[Verilen alıntı]
=======
- 1783 Okunma
- 1 Yorum
- 0 Beğeni
İDAM CEZASI
İDAM CEZASI
Ne mağdurlar üzülsün,
Ne de millet kasılsın.
Tecavüzcü katiller,
Yargılansın asılsın.
Hukuk eğitimi almadık ama bu toplumdaki hukuksuzlukları, adalet sistemindeki aksaklıkları, yargının çoğu zaman mazlumun değil zalimin yanında konumlanmasını açık ve net bir şekilde görebilecek konumdayız.
Lügât anlamıyla ceza; Suç işleyen bir kimsenin yaşantısına, özgürlüğüne, mallarına, onuruna karşı devletin koyduğu sınırlama. Kötü davranışın, suçun ya da hatanın karşılığıdır. Hâlâ pek çok ülkede geçerli olan tarifiyle suç işleyen kişiye işlediği suç nispetinde acı çektirilmesi ya da bir şeyden mahrum bırakılmasıdır.
Adalet mekanizmasını denetiminde tutan devlet, cezalandırma işini, yani haklı ve mağdur tarafın hakkını vermede hem de suçlu ve zalim tarafın suçuna münasip cezalandırmada millet adına yetki kullanırken, milletin duygu ve vicdanını dikkate almak zorundadır.
İdam cezasının tekrar gündeme geldiği şu günlerde Türkiye’nin yakın geçmişine dönüp baktığımızda, 1999-2002 arasında ANASOL-M koalisyon hükümeti idaresinde Kemal Derviş yasaları olarak anılan ve 15 günde AB uyum yasaları adı altında çıkartılan 15 yasadan birinin de idam cezasının kaldırılması olduğu görülür. O günün halkçıları ve milliyetçileri referandumla halka müracaat etseydi, idam cezasının kalkması mümkün değildi. Bu millet gereğini yapardı.
=======
[Alıştırma yönergesi]
İdam cezası yazısına göre 1999-2002 yılları arasında idam cezası hangi koalisyon hükümetinin idaresinde kaldırılmıştır?
=======
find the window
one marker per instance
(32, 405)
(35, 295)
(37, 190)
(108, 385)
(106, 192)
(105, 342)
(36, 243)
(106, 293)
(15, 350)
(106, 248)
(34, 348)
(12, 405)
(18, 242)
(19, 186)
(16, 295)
=======
[Görevin çözümü]
İdam cezası, ANASOL-M koalisyon hükümetinin idaresinde kaldırılmıştır.